> _GIVEN TASK 1_: In the forum thread about reshaping data in Python, which identifiers does the example use in column 1?

> _PROVIDED TEXT_:
— START —
I'm looking to transform some data in Python.
Originally, in column 1 there are various identifiers (A to E in this example) associated with towns in column 2. There is a separate row for each identifier and town association. There can be any number of identifier to town associations.
I'd like to end up with ONE row per identifier and with all the associated towns going horizontally separated by commas.
Tried using long to wide but having difficulty in doing the above, appreciate any suggestions.
Thank you
One way to do it is using gruopby. For example, you can group by Column 1 and apply a function that returns the list of unique values for each group (i.e. each code).
import numpy as np
import pandas as pd
df = pd.DataFrame({
'col1': 'A A A A B B C C C D E E E E E'.split(' '),
'col2': ['Accrington', 'Acle', 'Suffolk', 'Hampshire', 'Lincolnshire',
'Derbyshire', 'Aldershot', 'Alford', 'Cumbria', 'Hampshire', 'Bath',
'Alston', 'Greater Manchester', 'Northumberland', 'Cumbria'],
})
def get_towns(town_list):
return ', '.join(np.unique(town_list))
df.groupby('col1')['col2'].apply(get_towns)
— END —
> _ROWS_:
— START —
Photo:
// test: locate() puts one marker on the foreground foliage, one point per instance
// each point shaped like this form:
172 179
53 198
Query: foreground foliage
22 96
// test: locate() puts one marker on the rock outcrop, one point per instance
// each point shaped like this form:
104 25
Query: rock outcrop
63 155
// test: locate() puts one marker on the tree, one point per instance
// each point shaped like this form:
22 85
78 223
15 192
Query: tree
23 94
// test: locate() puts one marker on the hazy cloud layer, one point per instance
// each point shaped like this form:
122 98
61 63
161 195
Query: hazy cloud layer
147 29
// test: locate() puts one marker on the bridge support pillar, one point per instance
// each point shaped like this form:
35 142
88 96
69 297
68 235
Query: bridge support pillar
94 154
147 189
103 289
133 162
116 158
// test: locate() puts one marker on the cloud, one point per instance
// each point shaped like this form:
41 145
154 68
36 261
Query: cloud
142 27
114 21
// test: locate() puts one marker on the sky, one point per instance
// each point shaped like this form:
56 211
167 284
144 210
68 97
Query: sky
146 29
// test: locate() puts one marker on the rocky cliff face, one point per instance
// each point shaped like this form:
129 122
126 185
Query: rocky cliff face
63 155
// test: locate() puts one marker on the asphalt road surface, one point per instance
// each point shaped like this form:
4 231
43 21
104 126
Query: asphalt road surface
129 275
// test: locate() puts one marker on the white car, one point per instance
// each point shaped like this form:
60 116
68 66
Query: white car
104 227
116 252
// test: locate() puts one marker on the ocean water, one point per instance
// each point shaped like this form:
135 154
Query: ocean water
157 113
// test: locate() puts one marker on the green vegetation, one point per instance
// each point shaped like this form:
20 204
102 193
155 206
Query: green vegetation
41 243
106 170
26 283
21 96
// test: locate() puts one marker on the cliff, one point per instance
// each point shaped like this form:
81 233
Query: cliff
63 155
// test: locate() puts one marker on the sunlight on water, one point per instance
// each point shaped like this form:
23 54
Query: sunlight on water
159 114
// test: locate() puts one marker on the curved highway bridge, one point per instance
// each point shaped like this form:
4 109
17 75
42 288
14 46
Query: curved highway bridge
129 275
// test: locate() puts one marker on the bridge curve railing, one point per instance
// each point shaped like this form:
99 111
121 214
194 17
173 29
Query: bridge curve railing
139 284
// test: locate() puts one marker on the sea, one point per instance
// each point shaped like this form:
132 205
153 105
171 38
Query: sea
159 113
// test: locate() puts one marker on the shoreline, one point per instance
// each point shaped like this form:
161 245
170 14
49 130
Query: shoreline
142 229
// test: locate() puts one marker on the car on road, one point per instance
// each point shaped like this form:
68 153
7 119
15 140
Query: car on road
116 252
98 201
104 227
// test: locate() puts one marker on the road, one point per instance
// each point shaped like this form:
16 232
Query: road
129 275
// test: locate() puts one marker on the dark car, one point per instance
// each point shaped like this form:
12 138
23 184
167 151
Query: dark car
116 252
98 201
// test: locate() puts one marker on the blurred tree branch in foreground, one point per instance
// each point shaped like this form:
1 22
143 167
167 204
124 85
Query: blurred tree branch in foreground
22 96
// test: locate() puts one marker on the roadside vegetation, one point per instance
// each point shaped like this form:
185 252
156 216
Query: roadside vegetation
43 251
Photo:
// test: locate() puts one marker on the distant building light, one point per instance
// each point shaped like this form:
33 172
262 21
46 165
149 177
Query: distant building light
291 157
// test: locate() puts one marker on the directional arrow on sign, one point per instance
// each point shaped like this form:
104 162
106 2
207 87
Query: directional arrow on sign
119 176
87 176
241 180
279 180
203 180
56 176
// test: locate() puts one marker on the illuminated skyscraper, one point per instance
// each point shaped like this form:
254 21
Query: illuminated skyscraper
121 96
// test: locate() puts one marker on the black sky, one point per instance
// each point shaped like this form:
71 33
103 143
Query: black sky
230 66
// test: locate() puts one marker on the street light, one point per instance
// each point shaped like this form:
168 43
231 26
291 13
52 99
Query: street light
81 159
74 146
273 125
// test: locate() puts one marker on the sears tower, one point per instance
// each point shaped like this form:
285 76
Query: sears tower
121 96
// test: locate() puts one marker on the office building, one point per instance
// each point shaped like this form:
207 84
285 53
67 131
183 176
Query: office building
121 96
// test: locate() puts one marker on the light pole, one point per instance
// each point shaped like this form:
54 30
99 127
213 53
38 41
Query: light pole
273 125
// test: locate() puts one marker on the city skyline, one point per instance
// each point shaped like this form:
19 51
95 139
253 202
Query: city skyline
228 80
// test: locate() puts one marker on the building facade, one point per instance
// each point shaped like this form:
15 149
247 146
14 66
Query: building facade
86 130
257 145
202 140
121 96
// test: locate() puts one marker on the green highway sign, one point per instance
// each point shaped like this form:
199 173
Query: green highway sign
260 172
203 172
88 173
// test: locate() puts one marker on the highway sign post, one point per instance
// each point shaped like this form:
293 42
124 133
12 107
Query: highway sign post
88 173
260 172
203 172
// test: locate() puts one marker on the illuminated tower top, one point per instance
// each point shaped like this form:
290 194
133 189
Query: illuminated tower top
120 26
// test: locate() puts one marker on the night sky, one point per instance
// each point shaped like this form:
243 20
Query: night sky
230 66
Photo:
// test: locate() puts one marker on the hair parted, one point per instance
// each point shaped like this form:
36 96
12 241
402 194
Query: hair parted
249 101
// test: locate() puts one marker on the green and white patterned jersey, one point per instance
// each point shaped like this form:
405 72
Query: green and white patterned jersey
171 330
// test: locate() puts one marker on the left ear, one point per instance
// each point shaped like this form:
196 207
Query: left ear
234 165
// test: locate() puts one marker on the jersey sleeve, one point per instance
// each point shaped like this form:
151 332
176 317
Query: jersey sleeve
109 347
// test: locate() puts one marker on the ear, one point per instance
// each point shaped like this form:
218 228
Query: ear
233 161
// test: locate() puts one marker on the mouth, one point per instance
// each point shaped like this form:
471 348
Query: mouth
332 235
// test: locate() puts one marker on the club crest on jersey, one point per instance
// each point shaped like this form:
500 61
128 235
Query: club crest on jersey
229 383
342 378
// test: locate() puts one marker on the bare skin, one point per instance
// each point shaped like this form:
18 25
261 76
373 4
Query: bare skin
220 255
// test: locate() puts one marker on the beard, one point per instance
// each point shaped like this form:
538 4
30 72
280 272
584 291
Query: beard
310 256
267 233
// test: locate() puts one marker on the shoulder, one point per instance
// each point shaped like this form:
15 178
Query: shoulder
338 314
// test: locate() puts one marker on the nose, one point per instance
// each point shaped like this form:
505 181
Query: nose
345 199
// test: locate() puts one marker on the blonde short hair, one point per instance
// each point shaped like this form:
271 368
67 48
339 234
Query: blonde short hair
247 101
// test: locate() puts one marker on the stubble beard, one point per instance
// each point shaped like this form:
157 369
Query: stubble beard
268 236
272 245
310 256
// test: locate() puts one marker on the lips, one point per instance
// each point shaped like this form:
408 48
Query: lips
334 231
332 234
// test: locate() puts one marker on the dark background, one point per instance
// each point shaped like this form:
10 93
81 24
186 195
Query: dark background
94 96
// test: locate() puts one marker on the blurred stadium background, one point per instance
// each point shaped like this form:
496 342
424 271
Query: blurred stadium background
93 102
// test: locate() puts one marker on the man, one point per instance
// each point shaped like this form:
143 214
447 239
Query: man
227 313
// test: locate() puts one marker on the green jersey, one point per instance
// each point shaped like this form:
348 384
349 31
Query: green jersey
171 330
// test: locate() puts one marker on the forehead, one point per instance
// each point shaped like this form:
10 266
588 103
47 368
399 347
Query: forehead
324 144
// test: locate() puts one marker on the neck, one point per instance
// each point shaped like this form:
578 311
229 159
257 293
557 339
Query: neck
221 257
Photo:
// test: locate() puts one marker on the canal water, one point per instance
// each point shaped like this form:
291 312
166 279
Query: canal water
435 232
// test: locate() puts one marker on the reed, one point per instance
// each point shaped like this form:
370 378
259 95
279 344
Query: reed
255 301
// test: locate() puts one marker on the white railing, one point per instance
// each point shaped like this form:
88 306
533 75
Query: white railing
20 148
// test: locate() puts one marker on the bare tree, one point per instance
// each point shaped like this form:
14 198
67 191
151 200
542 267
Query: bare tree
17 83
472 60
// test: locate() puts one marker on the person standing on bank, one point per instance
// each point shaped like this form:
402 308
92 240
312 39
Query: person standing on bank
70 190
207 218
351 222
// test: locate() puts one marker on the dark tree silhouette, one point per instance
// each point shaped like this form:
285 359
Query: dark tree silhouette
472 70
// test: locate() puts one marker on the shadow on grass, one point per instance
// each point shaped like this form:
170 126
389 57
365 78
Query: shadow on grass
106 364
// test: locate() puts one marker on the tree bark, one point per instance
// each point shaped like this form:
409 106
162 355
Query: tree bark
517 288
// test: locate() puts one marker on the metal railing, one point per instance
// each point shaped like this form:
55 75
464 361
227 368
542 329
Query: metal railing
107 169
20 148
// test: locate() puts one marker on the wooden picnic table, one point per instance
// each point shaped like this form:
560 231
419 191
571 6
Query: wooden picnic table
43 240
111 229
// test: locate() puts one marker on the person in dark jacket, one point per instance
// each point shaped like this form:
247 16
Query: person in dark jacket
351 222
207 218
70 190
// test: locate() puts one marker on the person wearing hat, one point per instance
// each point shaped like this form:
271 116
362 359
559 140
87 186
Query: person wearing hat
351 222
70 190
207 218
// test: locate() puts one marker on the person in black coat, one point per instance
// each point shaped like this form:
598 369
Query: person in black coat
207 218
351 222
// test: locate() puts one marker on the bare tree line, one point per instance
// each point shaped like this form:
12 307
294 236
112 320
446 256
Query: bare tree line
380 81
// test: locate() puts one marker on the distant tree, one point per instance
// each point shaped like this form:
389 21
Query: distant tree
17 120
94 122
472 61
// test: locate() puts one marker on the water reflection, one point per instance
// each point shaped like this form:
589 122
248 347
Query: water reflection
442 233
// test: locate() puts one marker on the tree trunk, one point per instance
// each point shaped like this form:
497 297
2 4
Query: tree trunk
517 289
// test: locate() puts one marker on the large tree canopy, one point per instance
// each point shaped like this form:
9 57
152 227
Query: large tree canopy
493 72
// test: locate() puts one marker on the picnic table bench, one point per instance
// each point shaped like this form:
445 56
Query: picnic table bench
— END —
> _GIVEN TASK 2_: Show every line of the rows that contains the word "jersey".

> _EXPECTED OUTPUT 1_: A to E

> _EXPECTED OUTPUT 2_:
// test: locate() puts one marker on the green and white patterned jersey, one point per instance
Query: green and white patterned jersey
// test: locate() puts one marker on the jersey sleeve, one point per instance
Query: jersey sleeve
// test: locate() puts one marker on the club crest on jersey, one point per instance
Query: club crest on jersey
// test: locate() puts one marker on the green jersey, one point per instance
Query: green jersey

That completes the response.